(Part of a data file)
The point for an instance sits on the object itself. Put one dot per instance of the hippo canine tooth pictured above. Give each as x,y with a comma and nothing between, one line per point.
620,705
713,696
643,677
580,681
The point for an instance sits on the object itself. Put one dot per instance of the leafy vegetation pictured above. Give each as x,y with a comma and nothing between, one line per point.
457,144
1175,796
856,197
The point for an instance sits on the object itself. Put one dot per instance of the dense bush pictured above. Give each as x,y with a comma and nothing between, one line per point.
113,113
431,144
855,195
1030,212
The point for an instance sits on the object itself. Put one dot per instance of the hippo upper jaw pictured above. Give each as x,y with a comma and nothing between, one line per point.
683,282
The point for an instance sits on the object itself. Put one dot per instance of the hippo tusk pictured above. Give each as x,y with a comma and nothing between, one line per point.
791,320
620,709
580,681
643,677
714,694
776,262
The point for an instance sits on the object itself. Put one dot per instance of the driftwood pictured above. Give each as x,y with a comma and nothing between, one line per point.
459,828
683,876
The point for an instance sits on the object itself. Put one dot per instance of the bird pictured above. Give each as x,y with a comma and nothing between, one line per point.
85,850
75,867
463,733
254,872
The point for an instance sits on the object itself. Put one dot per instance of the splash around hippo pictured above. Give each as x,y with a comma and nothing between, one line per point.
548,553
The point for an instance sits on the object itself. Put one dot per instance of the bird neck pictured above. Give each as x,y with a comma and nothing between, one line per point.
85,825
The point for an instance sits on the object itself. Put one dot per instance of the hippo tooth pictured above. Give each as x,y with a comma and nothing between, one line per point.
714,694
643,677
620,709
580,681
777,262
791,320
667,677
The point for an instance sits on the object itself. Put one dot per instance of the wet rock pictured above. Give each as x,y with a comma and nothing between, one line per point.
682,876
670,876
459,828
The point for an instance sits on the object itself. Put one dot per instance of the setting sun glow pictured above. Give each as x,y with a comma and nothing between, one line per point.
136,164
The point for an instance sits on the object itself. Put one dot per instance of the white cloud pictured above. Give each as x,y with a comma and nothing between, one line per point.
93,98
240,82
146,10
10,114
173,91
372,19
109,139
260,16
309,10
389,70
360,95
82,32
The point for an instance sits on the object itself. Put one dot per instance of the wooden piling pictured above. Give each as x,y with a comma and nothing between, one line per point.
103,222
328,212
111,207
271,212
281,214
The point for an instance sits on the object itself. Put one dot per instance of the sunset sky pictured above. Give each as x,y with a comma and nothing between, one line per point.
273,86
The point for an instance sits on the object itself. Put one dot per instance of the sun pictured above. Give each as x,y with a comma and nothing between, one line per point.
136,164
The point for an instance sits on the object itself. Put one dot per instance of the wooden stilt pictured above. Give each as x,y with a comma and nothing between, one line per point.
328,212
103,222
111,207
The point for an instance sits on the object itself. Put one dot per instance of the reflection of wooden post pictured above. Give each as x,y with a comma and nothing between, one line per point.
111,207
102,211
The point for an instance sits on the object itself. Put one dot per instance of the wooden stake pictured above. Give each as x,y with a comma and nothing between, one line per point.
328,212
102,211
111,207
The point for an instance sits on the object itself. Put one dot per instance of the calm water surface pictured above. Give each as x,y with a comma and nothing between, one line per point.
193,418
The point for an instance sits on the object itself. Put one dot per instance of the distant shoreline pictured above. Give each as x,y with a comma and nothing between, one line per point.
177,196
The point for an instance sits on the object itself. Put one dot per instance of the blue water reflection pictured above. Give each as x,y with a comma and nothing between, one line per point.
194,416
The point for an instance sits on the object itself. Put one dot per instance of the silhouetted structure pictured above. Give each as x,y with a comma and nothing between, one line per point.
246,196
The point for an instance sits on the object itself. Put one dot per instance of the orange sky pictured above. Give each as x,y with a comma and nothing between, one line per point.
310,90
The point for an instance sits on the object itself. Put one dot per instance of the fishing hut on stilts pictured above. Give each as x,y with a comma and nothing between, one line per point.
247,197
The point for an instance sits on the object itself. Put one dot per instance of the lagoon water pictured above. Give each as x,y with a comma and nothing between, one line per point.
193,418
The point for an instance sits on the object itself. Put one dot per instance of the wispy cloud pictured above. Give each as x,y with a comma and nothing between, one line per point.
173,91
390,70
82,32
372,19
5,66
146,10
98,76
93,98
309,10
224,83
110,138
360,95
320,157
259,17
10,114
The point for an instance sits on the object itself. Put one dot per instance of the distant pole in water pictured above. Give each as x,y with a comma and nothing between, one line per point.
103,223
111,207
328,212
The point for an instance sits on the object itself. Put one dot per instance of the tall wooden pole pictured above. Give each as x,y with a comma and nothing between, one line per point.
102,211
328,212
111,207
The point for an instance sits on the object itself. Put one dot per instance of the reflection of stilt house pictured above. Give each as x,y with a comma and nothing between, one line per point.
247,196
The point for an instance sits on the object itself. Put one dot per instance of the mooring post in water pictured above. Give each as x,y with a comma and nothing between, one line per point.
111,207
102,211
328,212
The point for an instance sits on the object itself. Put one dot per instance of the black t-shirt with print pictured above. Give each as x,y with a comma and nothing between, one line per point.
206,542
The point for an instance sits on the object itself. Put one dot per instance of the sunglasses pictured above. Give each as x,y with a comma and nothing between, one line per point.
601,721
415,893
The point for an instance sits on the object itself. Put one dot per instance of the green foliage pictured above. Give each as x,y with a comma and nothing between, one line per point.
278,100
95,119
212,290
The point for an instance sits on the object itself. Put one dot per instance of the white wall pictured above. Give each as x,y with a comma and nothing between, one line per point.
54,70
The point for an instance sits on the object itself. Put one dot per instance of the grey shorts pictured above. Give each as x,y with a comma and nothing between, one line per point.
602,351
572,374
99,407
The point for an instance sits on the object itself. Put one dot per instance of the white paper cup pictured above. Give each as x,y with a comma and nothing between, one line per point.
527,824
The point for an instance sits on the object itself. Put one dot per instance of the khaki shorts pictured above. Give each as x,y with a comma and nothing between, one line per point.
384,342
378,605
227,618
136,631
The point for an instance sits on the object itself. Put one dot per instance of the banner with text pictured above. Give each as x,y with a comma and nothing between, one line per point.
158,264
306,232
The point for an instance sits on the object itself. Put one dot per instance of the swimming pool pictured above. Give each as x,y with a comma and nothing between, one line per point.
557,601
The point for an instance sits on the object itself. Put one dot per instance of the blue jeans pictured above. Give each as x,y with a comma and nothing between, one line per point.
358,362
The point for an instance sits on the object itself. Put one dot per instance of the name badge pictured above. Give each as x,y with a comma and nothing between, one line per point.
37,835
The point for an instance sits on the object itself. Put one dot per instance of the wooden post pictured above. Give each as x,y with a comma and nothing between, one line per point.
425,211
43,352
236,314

**Task requirements**
Everything from the line with "of the swimming" through the last line of the material above should be echoed exactly, and nothing else.

**Exercise result**
The point for an instance sits on the object itself. Put one dot per instance of the swimming pool pictured above. Give each as x,y with a comma and nothing between, one line per point.
557,601
The point for an instance sits on the object itself. Put one dot per instance of the blue jeans pictured above. Give each as x,y with a comma and nothing between, one line per point.
358,362
The point for an instance sits on the object itself. Put one dot per instance of the name badge pictured above. Give each as x,y with a comma and nothing between, one line per point.
37,835
The point for an instance sits on the object itself. Put one dot per instance of the wooden post pictured above. Give each as x,y with a comma and nothing between, one line per point.
425,211
43,352
236,314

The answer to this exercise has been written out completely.